Answer these questions using the court opinion below.
1. On or about what date did the lessee notify the lessor that the steps were defective?
2. What does the second count of the petition charge?
3. According to the opinion, the holding of the cited cases rests on the landlord's failure to perform a duty imposed by what?

::: Page excerpt :::

190 Iowa 248 | Iowa | 1920

Stevens, J.

— Plaintiff is the mother-in-law of Ralph Vanderpool, who, she alleges in her petition, on April 1, 1918, orally leased from the defendant the dwelling house referred to, coupled with an agreement, as a part thereof, to keep the prem*249ises in repair and suitable for use. She also alleges that the steps leading from the front porch to the walk or ground below became defective and in a dangerous condition; that, on or about April 6th, the lessee notified the lessor thereof, and that he agreed to immediately repair the same, but that he negligently failed to do so; that, on the evening of April 26th, while she was on said steps, they gave way, causing her to fall, with the result that she was severely and painfully injured. The petition is in two counts. In the first, negligence based upon the alleged failure of the lessor to cause the steps to be repaired within a reasonable timé after notice of the defective and dangerous condition'of the same, is alleged; and in the second, it is charged that the condition of the steps was such as to amount to a nuisance.

It is tacitly conceded by counsel for appellant that, if any liability exists because of the matters alleged in her petition, it grows out of the alleged oral promise and agreement of defendant to repair and maintain the steps and premises in a safe and suitable condition for use. It is the theory of counsel that the express agreement of the defendant to repair and maintain the premises in a condition suitable for use, amounted, in effect, to a reservation of the control thereof, to the extent necessary in making repairs. We have several times held the lessor liable for damages suffered by a tenant where the stairway and halls, of a building were used in common by several tenants, and control over them was reserved by him, and the injury suffered was the proximate result of the negligent failure of the lessor to make repairs upon the portion of the building over which he exercised control. Morse v. Houghton, 158 Iowa 279; Burner v. Higman & Skinner Co., 127 Iowa 580; Starr v. Sperry, 184 Iowa 540; Dillehay v. Minor, 188 Iowa 37. The holding of these cases is in harmony with the general, if not universal, holding of the -courts of this country, and rests upon the failure of the landlord to perform a duty imposed by law, and not by contract.

::: Stored data :::

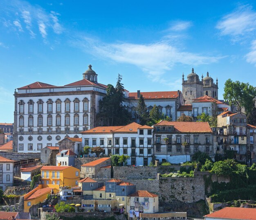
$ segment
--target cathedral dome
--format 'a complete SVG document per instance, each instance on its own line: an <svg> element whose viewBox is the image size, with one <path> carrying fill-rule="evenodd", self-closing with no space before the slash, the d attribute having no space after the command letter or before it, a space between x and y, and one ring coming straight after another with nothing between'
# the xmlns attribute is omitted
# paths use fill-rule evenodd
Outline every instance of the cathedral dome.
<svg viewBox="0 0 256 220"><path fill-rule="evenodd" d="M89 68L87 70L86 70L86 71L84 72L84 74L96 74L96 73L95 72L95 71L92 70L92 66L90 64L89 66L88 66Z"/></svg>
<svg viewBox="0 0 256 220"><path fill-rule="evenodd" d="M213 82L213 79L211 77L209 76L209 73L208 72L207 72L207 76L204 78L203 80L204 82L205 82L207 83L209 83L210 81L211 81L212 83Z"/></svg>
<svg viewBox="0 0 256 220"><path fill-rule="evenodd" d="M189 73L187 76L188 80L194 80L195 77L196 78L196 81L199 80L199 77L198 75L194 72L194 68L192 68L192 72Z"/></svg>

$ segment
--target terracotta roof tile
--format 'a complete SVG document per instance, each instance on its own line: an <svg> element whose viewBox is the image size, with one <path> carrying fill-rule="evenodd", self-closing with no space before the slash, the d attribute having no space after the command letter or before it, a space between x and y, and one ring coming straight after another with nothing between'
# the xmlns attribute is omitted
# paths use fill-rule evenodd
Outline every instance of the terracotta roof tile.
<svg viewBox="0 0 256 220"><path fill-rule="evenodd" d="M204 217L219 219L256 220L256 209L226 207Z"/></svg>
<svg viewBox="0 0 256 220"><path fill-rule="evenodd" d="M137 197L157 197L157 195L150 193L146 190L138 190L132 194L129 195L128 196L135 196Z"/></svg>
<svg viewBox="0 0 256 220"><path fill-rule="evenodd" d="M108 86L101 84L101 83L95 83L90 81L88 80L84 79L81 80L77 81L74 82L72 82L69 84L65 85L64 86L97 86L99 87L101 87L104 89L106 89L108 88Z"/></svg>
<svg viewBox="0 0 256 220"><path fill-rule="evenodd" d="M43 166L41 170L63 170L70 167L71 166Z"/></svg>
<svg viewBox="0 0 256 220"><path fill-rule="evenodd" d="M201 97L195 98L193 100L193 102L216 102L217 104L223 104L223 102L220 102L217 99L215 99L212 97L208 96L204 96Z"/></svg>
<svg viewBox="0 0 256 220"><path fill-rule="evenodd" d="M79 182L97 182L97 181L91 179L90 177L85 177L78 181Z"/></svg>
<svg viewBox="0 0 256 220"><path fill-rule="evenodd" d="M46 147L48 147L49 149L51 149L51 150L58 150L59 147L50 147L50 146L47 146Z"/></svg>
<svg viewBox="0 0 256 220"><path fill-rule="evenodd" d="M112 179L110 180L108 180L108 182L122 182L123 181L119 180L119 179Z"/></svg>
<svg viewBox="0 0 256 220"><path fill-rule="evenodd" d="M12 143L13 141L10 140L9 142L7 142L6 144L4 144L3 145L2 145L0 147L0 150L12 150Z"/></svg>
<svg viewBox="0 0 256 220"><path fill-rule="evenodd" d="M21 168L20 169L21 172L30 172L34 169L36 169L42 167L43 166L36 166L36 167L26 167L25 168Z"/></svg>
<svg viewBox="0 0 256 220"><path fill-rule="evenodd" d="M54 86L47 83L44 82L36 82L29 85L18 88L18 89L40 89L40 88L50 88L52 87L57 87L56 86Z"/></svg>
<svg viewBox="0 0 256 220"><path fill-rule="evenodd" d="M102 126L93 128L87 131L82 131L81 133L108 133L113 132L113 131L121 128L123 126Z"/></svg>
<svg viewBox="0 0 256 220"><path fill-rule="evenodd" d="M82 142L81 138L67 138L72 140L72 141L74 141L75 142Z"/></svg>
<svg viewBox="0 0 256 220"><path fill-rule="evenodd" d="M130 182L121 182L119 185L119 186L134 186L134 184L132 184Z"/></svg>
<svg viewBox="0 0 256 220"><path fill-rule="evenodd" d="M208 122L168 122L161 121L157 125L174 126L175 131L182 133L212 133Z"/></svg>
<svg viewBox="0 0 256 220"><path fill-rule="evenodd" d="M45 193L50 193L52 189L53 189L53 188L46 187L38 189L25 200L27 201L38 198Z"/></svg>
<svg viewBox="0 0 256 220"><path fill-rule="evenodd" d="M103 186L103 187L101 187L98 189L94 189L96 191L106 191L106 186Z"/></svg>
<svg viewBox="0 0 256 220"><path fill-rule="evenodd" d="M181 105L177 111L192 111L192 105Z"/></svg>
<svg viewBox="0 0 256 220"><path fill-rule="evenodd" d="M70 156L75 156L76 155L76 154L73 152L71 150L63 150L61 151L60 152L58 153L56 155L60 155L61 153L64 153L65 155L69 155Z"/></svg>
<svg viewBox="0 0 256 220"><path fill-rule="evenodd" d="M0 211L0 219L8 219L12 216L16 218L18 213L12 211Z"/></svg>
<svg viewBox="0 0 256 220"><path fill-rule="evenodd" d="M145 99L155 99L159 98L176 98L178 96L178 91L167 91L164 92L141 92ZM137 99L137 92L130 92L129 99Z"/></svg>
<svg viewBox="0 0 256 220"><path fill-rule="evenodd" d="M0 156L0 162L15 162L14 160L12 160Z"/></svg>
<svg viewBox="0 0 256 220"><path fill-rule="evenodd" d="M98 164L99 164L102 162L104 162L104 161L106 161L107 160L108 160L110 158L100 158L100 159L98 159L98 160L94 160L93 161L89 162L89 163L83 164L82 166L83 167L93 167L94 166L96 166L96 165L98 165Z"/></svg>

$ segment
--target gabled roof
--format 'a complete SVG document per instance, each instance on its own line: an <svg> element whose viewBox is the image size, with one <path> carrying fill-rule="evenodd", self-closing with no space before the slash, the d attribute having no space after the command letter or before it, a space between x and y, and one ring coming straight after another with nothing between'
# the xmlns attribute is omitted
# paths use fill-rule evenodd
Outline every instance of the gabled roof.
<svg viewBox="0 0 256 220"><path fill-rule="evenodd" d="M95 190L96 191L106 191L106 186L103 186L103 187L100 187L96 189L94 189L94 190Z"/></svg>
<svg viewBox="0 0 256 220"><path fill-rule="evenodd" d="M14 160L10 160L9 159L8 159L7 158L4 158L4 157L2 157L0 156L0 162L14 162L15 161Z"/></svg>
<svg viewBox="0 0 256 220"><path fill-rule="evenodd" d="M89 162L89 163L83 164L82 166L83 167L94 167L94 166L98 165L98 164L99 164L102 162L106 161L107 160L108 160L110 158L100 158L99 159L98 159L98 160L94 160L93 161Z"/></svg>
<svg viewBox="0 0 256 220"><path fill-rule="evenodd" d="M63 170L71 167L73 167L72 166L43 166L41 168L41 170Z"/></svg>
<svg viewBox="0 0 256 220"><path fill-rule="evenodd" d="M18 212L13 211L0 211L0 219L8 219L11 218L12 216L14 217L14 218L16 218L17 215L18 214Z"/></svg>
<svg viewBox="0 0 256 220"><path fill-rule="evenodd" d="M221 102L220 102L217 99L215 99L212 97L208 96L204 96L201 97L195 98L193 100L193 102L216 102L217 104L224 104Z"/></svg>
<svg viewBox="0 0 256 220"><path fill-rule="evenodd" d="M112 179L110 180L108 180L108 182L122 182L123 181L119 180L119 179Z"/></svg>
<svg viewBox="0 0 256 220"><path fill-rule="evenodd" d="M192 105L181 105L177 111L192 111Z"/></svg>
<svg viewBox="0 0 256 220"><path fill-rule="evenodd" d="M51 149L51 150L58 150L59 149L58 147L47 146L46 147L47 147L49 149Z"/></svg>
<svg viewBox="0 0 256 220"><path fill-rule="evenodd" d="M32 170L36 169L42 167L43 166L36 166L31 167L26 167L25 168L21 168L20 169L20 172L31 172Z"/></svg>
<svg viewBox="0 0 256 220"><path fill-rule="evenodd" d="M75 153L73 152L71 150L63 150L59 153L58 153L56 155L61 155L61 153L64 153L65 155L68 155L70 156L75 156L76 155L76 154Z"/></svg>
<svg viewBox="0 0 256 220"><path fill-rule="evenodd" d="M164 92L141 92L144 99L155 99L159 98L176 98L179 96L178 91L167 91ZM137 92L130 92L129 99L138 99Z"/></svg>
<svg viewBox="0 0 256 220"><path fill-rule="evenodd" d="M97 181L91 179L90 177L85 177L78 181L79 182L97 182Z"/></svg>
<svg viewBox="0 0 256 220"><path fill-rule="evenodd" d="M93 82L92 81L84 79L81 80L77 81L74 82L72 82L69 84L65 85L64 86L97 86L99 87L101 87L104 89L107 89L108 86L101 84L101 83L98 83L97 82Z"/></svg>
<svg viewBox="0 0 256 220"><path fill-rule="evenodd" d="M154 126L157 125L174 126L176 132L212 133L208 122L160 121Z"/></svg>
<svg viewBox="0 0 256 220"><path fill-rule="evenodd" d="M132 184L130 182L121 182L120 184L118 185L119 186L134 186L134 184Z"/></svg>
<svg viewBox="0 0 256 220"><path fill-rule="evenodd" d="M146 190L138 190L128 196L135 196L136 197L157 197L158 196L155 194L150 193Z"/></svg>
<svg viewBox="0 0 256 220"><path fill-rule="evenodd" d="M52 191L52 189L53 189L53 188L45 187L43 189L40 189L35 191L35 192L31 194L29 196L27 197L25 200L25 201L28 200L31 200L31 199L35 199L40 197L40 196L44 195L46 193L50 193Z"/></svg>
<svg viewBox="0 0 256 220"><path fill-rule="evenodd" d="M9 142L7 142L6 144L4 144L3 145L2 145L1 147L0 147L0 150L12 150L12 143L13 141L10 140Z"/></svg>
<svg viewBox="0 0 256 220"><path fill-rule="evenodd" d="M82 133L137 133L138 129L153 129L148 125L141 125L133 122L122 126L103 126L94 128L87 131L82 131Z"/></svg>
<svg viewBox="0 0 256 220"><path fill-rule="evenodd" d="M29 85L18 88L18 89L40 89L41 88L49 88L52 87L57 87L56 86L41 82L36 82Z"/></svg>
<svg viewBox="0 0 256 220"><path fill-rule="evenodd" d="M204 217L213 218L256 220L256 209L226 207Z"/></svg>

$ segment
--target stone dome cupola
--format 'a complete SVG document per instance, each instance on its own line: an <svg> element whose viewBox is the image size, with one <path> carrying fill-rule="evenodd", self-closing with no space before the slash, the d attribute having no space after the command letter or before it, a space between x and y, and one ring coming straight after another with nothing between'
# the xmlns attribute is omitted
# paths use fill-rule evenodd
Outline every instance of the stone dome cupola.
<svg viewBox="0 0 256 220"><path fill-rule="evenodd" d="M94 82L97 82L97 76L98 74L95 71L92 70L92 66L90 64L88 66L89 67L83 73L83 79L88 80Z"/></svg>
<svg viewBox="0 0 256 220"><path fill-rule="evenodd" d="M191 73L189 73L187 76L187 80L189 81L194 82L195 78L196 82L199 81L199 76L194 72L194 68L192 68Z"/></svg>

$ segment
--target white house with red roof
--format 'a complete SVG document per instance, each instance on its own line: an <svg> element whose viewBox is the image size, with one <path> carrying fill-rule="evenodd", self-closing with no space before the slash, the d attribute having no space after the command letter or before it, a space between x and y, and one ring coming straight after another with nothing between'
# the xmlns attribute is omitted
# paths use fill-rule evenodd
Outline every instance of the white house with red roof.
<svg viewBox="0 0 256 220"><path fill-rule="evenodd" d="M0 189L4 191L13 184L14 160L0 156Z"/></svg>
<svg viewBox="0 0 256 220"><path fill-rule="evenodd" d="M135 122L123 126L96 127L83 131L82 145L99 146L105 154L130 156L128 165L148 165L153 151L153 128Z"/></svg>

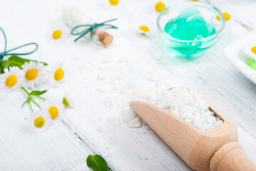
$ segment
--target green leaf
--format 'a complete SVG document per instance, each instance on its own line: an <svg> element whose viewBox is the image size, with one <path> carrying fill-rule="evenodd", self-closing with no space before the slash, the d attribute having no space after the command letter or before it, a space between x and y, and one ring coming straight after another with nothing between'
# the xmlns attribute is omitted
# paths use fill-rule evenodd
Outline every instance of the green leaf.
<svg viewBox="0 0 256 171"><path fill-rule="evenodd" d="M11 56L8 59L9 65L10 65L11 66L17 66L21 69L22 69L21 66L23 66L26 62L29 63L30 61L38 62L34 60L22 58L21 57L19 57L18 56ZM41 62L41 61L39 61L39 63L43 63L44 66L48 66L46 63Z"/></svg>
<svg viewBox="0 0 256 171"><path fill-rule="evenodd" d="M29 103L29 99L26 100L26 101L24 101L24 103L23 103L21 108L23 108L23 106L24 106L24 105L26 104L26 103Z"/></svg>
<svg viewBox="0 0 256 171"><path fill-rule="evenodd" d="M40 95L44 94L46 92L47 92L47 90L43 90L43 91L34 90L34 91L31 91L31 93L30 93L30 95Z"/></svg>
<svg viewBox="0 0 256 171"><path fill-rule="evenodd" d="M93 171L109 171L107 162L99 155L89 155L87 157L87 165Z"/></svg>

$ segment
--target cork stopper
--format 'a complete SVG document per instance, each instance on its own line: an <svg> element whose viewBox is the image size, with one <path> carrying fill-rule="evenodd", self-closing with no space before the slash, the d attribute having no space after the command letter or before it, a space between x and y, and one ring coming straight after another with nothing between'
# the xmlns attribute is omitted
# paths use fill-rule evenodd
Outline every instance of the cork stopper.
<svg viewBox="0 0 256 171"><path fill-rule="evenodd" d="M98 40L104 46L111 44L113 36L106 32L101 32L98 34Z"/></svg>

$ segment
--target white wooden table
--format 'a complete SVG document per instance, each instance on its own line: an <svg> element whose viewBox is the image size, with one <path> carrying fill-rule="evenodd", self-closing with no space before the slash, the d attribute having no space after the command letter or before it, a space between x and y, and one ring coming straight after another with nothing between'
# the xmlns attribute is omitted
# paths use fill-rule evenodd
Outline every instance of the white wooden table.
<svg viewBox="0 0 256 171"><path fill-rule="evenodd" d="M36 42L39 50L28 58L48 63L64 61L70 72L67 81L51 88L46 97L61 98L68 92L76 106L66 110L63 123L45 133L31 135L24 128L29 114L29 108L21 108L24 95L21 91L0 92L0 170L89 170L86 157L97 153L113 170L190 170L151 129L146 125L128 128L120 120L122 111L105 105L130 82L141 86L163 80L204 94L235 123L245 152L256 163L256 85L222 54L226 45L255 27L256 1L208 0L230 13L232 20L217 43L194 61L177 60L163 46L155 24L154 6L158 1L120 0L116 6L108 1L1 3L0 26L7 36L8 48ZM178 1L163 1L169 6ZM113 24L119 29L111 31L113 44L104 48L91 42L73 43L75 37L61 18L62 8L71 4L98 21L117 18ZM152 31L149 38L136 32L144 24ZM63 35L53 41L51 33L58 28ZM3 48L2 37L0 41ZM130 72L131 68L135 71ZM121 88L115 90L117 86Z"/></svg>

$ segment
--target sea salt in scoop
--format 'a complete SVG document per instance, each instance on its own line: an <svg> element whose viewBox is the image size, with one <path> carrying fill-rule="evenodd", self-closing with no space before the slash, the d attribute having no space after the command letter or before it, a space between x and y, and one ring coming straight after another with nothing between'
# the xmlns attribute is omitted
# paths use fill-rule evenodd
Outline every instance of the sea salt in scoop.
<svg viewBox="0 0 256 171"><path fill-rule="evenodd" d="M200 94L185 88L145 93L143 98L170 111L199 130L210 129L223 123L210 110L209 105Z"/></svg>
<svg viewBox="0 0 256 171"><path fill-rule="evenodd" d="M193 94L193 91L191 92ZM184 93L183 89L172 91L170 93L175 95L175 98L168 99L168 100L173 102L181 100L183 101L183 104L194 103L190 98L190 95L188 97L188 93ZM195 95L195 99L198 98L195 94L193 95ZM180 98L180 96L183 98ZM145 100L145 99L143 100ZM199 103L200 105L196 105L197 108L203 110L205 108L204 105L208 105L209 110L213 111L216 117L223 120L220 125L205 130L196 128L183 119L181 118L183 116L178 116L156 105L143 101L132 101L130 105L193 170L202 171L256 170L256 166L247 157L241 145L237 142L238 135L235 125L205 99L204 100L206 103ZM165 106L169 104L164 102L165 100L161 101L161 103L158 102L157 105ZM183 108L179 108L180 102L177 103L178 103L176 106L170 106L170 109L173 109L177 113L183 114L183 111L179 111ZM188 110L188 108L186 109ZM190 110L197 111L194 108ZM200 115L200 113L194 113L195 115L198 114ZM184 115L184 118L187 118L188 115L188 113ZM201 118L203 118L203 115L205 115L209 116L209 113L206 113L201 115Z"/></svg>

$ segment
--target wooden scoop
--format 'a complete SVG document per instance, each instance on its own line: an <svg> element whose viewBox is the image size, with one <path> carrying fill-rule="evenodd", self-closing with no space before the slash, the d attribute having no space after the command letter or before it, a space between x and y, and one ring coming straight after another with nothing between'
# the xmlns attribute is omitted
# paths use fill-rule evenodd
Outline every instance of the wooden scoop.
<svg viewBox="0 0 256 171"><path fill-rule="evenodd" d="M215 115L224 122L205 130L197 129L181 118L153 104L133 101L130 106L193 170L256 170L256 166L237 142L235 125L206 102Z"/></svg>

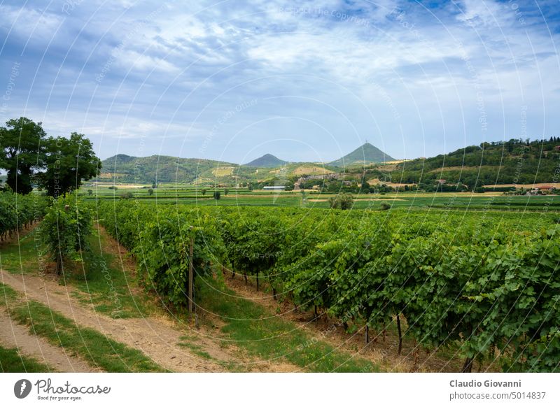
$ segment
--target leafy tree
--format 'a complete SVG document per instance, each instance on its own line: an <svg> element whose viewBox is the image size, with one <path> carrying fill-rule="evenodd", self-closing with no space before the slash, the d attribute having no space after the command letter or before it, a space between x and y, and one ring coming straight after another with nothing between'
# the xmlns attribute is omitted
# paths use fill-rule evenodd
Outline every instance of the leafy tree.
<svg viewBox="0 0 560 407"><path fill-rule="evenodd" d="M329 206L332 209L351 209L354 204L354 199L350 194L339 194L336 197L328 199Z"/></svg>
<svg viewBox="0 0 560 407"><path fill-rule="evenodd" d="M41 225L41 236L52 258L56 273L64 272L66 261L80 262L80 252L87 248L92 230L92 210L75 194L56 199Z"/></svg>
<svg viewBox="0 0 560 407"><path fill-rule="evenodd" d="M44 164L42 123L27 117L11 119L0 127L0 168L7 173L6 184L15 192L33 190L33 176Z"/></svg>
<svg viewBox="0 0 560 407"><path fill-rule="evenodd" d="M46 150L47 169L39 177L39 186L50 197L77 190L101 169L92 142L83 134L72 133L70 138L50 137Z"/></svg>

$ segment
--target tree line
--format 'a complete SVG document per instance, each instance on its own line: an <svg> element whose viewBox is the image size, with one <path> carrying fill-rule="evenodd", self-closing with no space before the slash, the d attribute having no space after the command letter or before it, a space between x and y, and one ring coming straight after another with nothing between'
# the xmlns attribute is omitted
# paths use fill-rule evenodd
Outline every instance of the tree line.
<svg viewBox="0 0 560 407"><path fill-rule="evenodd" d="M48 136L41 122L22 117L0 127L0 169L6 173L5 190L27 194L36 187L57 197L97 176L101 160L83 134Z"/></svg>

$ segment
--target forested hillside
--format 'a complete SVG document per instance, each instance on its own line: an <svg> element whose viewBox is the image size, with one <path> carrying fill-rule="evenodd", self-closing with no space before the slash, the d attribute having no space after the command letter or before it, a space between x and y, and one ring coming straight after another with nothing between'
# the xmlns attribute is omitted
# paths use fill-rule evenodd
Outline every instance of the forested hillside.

:::

* Answer for the task *
1. On or about April 6th.
2. It charges that the condition of the steps amounted to a nuisance.
3. A duty imposed by law, not by contract.